• [Records drawn from a dataset]
────────

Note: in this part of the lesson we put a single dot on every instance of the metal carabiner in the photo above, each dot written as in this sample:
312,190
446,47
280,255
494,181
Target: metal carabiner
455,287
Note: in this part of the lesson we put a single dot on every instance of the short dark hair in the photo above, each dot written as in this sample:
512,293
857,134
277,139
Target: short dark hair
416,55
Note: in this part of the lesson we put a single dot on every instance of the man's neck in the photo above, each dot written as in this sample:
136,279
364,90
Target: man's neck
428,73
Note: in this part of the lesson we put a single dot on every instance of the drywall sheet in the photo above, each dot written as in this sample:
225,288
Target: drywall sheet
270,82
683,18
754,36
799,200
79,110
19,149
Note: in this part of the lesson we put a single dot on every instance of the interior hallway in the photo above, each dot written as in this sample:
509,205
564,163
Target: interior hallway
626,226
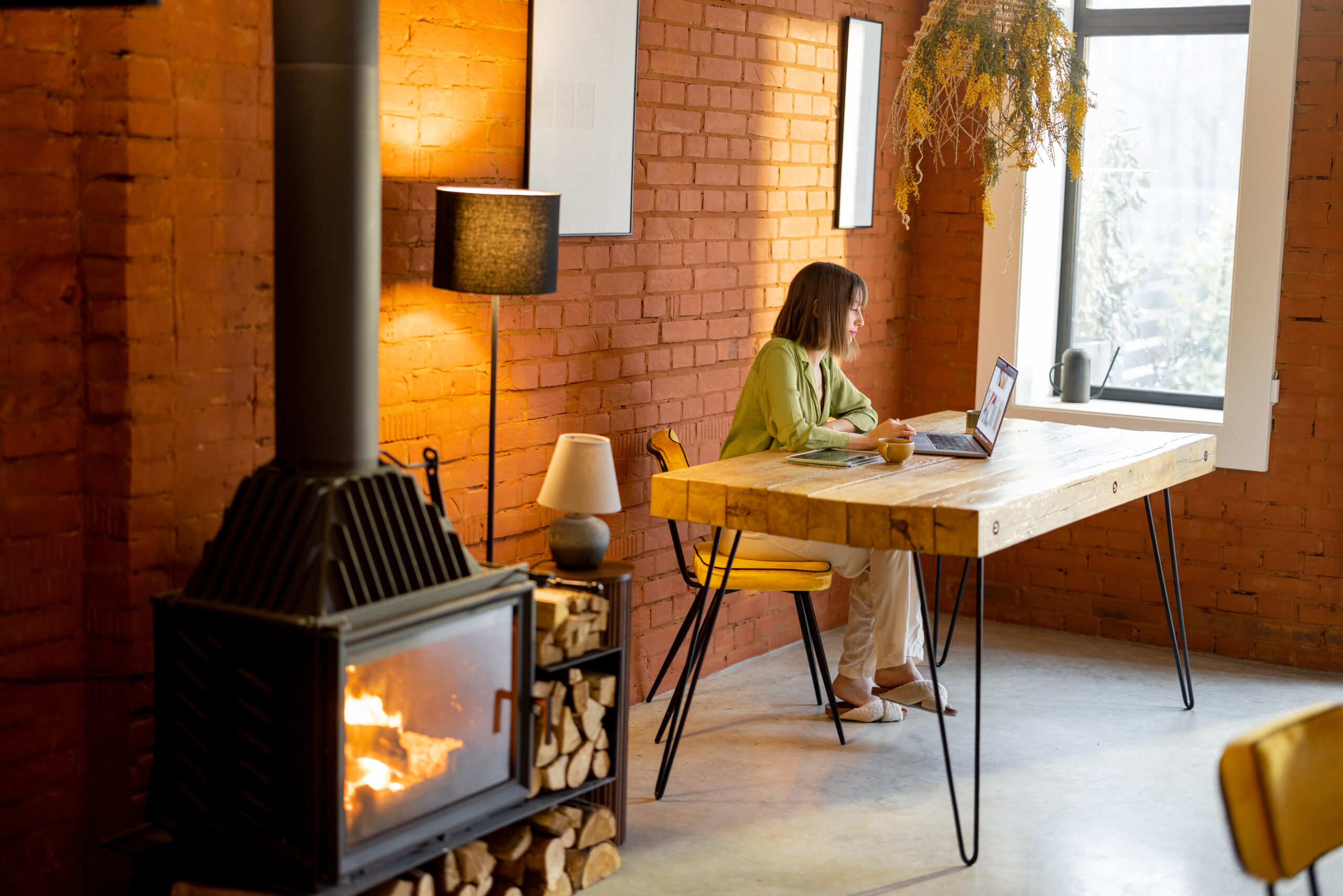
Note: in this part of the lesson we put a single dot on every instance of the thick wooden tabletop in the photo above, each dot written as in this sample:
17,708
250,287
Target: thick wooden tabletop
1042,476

────────

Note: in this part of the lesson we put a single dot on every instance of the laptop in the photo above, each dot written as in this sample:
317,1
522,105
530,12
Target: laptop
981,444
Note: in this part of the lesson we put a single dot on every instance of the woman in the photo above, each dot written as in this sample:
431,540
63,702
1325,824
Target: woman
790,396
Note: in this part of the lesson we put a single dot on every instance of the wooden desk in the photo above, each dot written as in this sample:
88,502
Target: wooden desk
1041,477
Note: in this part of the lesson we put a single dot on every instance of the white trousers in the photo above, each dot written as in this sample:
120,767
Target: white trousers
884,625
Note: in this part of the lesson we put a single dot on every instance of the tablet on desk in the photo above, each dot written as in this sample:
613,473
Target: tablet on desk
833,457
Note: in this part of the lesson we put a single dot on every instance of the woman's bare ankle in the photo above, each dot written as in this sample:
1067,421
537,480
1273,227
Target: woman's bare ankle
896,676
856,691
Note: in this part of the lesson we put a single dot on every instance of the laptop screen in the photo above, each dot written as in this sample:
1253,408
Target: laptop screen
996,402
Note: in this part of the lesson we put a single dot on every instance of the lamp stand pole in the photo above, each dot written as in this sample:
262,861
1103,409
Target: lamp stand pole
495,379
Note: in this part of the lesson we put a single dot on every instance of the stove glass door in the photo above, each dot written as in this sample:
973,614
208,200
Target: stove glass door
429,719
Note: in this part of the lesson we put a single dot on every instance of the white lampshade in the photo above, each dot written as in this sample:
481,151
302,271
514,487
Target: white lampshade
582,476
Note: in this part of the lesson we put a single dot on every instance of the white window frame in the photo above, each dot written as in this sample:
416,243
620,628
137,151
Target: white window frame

────────

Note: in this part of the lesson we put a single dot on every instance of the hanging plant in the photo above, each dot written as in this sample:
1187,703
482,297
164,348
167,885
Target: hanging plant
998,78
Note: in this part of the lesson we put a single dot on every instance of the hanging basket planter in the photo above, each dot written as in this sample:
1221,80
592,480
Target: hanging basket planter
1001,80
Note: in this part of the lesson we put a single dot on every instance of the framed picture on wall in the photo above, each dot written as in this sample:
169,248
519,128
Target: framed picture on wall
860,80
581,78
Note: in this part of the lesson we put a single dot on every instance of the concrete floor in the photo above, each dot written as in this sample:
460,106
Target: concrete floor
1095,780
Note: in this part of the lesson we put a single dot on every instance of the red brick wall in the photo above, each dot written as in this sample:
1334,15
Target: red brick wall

────────

• [ABOUT THIS EXERCISE] For the word "brick", find all matching lines in the entries above and copy them out.

• [ANSWER FOR THE TASK]
Note: in this part of the lesson we put a single dot on every instance of the red brick wall in the photo above, each dot written as in this sample:
Target: red brick wall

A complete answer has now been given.